#### INSTRUCTIONS TO FOLLOW
Your task is to write out the lines from the line containing "Annotation task: tag one point per instance of the wooden table" through the last line of the material, exactly.

(Lines of data)
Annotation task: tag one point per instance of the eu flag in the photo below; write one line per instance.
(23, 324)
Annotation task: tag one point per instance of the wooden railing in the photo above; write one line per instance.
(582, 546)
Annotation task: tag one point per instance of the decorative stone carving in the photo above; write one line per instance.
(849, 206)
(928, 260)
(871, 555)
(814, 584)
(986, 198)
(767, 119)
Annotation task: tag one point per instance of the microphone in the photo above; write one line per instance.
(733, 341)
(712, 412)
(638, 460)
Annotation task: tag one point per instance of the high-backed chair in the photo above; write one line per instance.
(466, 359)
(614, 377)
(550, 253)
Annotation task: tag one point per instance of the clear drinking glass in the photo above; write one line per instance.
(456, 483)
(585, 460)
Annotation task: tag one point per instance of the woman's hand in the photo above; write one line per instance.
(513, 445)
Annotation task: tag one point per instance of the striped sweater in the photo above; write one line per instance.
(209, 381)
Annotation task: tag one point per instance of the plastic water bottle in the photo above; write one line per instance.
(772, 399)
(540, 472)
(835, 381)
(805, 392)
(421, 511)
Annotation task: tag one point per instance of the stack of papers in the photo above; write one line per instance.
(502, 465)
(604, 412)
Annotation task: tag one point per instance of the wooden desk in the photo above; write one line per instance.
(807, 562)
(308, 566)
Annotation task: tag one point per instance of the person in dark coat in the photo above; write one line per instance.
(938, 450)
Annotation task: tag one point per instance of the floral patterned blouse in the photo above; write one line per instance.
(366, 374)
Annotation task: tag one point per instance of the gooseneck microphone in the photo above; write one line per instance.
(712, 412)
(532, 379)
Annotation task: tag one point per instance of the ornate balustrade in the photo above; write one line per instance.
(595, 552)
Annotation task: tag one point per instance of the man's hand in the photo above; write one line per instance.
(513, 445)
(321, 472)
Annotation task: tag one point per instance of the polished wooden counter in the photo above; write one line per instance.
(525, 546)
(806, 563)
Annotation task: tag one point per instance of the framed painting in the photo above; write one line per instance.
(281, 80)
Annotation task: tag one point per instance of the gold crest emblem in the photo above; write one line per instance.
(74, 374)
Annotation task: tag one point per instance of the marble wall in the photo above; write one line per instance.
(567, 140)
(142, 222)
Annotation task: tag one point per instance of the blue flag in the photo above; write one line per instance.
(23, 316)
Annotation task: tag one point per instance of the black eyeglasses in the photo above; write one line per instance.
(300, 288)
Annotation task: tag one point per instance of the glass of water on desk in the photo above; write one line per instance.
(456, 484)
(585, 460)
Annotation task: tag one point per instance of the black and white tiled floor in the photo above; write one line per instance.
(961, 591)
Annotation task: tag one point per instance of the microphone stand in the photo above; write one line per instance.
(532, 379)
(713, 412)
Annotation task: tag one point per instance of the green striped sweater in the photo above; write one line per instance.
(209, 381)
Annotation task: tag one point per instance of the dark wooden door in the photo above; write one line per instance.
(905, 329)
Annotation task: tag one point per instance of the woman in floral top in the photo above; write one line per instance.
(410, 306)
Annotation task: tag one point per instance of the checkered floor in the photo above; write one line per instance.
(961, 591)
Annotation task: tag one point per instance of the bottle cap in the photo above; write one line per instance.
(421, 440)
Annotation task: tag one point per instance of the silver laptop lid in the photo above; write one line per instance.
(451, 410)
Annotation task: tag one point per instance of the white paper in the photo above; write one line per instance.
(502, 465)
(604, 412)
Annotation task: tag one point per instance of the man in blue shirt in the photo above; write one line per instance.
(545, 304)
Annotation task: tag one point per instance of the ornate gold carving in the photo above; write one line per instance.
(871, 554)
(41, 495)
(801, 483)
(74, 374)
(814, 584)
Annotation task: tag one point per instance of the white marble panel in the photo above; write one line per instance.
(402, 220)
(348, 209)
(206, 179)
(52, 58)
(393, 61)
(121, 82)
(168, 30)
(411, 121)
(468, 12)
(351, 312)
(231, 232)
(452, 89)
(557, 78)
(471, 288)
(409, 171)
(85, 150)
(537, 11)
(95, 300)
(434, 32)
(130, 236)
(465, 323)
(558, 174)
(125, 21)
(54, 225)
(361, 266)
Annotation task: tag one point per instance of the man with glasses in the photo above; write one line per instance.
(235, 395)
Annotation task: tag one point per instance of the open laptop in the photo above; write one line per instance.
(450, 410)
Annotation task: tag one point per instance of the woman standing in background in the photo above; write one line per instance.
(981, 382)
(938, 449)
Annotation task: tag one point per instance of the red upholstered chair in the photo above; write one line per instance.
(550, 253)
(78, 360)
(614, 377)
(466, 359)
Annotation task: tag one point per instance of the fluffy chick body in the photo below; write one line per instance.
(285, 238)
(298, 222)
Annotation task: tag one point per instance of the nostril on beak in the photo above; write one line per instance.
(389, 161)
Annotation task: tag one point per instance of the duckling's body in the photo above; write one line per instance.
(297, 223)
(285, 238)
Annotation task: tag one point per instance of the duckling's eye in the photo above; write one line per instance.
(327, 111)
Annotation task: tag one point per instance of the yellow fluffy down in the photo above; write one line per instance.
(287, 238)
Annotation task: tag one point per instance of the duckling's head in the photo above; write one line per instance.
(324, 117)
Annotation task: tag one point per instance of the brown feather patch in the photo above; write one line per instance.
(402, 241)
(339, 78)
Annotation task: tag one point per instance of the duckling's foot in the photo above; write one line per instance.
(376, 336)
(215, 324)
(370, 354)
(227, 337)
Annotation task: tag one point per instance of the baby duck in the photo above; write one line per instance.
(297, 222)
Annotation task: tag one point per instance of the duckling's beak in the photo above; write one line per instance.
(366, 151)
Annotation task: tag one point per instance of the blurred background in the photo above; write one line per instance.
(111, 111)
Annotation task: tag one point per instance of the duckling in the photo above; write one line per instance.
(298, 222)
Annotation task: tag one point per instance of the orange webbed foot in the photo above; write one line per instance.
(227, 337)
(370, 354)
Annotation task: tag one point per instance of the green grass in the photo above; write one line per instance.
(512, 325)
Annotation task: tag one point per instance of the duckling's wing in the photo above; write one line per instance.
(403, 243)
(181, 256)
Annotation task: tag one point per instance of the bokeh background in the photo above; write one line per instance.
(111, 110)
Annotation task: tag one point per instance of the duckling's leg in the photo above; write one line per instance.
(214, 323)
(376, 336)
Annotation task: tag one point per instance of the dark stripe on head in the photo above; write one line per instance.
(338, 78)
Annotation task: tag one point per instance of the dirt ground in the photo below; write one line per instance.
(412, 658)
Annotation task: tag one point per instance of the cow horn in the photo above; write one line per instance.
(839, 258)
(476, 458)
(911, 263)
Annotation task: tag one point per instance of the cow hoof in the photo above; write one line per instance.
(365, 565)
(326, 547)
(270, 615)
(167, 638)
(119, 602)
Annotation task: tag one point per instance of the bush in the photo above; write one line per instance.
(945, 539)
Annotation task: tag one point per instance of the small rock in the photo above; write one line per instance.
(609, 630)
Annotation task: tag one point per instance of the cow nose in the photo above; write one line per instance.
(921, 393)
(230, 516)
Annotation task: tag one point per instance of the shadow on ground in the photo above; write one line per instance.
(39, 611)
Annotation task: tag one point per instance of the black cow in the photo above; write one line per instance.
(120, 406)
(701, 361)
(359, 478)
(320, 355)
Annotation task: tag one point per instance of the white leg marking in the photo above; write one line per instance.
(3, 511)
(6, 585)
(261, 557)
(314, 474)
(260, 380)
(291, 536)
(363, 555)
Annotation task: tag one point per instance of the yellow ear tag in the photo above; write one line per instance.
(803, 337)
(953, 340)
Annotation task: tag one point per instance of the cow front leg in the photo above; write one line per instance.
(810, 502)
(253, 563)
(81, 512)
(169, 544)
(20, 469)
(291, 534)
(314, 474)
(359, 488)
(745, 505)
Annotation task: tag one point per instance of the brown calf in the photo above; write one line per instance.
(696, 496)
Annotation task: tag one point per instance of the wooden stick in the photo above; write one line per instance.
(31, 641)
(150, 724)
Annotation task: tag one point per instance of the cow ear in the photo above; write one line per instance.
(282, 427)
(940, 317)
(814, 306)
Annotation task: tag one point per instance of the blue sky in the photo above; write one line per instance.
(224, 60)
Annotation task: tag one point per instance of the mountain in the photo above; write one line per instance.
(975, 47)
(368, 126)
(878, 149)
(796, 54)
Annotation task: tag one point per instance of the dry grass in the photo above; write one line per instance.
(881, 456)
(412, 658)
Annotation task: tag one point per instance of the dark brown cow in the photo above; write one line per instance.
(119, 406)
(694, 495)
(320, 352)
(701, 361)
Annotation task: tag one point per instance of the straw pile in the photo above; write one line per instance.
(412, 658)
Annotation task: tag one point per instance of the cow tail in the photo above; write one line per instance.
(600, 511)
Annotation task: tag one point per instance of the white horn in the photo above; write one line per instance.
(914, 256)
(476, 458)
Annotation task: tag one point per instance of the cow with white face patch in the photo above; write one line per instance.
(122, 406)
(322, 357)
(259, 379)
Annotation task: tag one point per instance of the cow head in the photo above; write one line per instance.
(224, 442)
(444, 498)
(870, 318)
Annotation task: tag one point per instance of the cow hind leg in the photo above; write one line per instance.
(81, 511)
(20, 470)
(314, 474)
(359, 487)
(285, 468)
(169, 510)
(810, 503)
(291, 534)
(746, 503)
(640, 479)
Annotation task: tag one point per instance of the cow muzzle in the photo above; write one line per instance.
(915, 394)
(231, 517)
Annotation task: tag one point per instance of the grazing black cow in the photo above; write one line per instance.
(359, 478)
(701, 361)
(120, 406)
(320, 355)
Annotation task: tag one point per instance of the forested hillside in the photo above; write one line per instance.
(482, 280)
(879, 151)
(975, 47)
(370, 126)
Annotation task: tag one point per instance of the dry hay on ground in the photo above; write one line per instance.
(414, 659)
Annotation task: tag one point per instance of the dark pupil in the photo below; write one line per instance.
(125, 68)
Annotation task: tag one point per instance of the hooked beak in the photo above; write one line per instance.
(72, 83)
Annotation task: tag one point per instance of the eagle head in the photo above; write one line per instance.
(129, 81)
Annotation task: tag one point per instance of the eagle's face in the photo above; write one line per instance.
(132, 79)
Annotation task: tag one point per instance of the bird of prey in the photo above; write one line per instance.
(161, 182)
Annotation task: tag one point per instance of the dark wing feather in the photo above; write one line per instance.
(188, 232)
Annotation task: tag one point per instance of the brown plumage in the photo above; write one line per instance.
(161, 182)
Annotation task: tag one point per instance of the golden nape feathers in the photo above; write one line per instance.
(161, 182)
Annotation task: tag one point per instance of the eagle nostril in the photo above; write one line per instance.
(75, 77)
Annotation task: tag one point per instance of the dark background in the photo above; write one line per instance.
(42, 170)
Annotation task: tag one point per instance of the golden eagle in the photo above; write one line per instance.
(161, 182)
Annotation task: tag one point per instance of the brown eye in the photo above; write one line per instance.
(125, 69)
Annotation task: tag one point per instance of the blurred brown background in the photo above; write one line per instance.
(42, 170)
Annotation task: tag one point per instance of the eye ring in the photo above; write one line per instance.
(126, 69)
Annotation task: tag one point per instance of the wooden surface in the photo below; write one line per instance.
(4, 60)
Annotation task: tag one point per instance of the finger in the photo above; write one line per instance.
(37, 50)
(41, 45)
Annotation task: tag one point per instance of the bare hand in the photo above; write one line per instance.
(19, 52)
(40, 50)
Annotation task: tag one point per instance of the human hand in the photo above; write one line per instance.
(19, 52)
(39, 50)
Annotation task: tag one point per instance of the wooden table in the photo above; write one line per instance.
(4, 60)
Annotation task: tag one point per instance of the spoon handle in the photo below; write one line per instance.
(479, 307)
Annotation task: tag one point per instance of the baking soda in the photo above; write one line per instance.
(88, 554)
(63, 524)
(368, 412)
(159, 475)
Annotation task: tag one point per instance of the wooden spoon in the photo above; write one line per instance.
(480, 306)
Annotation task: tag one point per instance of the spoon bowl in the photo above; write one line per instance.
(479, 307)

#### EXERCISE RESULT
Annotation task: tag one point per instance of the wooden table in the photo above; write one line per instance.
(4, 60)
Annotation task: tag one point per instance of the spoon handle in the photo below; write one line per instance.
(479, 307)
Annotation task: tag one point per instance of the baking soda in the photo above; write one line per instance.
(88, 554)
(63, 524)
(368, 412)
(159, 475)
Annotation task: tag one point per instance of the wooden spoon in the photo above; write one line per instance.
(480, 306)
Annotation task: tag one point per instance of the spoon bowl in the photo above; write one line per instance.
(479, 307)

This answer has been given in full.